Swap "concrete stair step" for "stone stair step" in everything from the line containing "Objective - one point per instance of the concrete" down to the last line, and write out only those lines with nothing else changed.
----- INFORMATION PROVIDED
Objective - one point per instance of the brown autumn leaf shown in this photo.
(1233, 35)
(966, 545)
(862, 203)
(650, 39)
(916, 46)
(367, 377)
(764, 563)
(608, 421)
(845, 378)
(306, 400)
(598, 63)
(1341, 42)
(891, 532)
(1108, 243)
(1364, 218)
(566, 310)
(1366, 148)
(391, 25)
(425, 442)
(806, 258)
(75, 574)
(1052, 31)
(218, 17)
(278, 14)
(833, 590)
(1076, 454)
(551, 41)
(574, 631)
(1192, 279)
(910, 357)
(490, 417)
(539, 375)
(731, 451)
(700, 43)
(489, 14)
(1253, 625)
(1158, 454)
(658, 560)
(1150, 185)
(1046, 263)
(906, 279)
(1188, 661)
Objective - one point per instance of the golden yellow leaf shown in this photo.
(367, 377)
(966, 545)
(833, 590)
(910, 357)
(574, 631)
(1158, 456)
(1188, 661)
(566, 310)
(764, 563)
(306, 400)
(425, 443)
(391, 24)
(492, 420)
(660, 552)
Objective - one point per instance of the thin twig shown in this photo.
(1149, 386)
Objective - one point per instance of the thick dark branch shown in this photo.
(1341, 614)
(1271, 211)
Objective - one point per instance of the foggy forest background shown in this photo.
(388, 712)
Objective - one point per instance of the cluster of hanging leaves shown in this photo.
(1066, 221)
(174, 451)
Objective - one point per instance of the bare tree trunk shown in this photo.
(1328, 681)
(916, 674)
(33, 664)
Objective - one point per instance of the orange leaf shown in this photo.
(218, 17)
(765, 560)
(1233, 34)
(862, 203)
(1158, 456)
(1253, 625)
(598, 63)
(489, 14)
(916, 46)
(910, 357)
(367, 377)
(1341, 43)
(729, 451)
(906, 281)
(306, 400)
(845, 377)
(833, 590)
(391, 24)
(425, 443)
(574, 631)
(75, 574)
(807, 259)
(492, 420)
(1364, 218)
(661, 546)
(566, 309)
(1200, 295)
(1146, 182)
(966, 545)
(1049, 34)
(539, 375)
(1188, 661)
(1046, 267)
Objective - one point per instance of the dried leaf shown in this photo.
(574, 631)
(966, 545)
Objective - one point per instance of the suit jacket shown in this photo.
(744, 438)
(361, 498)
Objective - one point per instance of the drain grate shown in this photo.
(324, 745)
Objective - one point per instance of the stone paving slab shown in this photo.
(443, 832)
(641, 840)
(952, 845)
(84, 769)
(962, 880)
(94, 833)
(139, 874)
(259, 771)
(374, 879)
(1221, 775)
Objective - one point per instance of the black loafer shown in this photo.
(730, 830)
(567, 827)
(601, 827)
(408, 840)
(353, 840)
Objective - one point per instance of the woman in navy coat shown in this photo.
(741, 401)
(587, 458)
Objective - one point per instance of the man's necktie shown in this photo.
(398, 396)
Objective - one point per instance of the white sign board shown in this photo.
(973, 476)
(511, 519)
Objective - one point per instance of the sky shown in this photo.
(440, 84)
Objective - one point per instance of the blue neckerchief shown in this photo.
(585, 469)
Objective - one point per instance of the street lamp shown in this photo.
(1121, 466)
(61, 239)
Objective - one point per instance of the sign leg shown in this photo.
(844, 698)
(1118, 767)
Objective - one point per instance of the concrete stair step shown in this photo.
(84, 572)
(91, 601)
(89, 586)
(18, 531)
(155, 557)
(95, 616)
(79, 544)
----------
* _TASK ANSWER_
Objective - one point per instance of the stone stair step shown in this photo.
(84, 572)
(91, 601)
(89, 586)
(18, 531)
(155, 557)
(95, 616)
(79, 544)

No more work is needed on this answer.